Write out the entries, please, from the line containing "If you could point to the dark soil" through their final line, exactly and with nothing else.

** Start EXTRACTED ENTRIES **

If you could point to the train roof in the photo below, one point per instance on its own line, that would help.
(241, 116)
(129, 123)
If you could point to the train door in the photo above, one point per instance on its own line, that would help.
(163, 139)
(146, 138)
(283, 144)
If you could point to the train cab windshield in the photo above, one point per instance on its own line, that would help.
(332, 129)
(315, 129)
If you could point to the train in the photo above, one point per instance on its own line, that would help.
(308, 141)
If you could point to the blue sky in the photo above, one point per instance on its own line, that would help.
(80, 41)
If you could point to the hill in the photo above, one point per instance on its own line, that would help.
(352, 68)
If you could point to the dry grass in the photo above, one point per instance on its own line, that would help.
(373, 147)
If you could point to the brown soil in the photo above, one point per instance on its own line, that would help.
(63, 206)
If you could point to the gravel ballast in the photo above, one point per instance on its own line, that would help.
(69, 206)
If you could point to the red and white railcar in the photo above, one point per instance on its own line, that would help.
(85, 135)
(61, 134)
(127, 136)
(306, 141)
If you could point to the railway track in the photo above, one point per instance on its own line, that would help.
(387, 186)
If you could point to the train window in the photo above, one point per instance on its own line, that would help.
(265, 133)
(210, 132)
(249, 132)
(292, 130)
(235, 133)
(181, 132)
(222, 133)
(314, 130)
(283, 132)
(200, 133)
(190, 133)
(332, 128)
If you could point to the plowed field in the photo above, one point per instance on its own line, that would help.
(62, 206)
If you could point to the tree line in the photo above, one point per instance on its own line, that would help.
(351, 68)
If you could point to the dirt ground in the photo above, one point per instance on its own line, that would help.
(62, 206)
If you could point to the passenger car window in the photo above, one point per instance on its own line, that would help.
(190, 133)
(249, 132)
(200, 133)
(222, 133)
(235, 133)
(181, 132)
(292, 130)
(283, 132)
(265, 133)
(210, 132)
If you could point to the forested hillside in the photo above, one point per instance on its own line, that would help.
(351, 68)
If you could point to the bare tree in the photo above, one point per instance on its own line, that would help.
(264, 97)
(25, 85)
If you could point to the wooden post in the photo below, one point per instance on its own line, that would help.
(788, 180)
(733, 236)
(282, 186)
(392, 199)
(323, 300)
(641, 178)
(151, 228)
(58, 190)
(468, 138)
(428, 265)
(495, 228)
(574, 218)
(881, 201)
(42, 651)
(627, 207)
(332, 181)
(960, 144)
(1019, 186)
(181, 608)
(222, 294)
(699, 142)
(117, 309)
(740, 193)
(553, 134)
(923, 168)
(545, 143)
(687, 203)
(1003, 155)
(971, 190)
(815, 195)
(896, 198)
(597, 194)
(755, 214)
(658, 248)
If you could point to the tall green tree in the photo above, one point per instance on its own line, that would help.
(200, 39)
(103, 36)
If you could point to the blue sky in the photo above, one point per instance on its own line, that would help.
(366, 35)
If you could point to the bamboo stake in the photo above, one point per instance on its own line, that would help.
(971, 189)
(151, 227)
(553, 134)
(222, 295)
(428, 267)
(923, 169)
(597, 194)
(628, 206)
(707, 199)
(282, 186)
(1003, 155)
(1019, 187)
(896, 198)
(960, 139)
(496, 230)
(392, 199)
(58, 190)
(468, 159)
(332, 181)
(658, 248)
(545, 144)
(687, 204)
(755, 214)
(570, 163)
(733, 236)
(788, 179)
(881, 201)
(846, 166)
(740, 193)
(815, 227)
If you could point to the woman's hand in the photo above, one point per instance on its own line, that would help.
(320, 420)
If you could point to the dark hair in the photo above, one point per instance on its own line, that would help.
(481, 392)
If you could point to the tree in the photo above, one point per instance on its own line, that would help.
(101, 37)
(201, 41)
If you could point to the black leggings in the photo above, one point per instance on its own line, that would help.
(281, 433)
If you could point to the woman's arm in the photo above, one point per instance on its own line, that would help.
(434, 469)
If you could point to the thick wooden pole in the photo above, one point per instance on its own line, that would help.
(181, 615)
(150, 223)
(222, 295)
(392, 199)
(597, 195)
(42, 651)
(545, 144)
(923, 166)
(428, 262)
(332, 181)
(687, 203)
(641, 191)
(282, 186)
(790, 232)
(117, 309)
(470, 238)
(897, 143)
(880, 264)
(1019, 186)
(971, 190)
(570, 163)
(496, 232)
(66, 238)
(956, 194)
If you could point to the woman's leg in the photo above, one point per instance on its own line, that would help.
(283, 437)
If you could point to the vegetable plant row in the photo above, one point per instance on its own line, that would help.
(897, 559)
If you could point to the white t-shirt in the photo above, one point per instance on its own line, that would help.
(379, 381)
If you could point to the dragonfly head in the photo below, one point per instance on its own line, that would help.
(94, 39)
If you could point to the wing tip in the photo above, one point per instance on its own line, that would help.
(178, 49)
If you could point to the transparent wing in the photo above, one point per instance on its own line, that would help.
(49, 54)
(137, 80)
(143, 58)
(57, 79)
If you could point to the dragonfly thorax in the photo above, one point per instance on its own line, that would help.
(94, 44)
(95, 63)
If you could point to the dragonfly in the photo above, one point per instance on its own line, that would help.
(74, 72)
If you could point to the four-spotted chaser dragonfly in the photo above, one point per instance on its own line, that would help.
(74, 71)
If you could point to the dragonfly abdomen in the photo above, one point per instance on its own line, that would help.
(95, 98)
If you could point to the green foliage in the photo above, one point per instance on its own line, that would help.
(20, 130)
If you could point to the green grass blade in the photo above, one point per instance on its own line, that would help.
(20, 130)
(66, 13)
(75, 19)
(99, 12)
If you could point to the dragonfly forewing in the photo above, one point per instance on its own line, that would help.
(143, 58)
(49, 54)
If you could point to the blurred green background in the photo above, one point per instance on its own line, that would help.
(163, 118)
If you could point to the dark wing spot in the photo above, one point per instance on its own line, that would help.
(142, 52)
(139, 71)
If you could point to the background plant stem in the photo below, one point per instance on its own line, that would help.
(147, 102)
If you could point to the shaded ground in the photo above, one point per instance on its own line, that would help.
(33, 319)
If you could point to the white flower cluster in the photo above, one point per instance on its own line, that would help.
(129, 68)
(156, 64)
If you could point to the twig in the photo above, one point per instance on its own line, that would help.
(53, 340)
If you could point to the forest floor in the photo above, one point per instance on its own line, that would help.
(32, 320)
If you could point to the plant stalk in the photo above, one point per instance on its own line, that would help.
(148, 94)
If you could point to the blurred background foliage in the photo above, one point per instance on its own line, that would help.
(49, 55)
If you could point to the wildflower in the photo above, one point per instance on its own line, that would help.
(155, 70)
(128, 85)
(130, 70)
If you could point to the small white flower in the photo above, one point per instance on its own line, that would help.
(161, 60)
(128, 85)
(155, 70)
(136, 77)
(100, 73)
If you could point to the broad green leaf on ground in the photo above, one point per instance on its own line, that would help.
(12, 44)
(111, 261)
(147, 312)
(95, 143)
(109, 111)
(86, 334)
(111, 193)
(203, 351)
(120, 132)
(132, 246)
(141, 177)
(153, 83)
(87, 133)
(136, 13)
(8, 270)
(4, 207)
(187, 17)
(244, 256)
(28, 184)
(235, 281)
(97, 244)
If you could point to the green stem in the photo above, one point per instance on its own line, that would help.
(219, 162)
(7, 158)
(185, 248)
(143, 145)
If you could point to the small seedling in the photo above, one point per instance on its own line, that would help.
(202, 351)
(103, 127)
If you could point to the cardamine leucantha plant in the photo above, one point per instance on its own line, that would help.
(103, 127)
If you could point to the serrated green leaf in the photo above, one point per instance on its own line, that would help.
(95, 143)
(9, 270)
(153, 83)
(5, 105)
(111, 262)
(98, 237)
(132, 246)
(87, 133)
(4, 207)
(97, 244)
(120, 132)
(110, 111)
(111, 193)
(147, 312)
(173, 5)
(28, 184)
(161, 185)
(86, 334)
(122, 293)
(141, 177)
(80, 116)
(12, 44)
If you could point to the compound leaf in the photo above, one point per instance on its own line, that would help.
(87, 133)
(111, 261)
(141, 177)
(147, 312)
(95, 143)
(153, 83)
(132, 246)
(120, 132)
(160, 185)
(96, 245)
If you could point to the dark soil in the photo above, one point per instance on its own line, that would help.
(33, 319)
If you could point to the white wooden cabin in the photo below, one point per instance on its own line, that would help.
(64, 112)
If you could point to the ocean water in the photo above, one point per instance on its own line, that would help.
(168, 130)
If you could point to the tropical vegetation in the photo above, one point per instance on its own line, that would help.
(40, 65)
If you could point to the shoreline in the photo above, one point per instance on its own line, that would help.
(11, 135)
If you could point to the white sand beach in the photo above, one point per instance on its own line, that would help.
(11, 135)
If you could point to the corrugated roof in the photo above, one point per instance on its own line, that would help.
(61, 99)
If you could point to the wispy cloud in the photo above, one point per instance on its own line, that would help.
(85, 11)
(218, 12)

** End EXTRACTED ENTRIES **

- **ANSWER BELOW**
If you could point to the dark soil in the photo above, one point per instance on its own line, that would help.
(33, 319)
If you could point to the white wooden cabin in the photo below, one point per instance on its own line, that would help.
(64, 112)
If you could point to the ocean water in the photo above, one point per instance on its own line, that would help.
(168, 130)
If you could point to the tropical vegetation in the photo above, one point per instance on its own line, that would help.
(40, 65)
If you could point to the shoreline in the photo above, one point per instance on its own line, that would help.
(11, 135)
If you could point to the white sand beach in the photo above, one point per instance on its own line, that would help.
(11, 135)
If you could point to the corrugated roof in the photo above, one point per instance on its own line, that would help.
(61, 99)
If you could point to the wispy cloud in the photo above, one point per instance on its own line, that would help.
(85, 11)
(218, 12)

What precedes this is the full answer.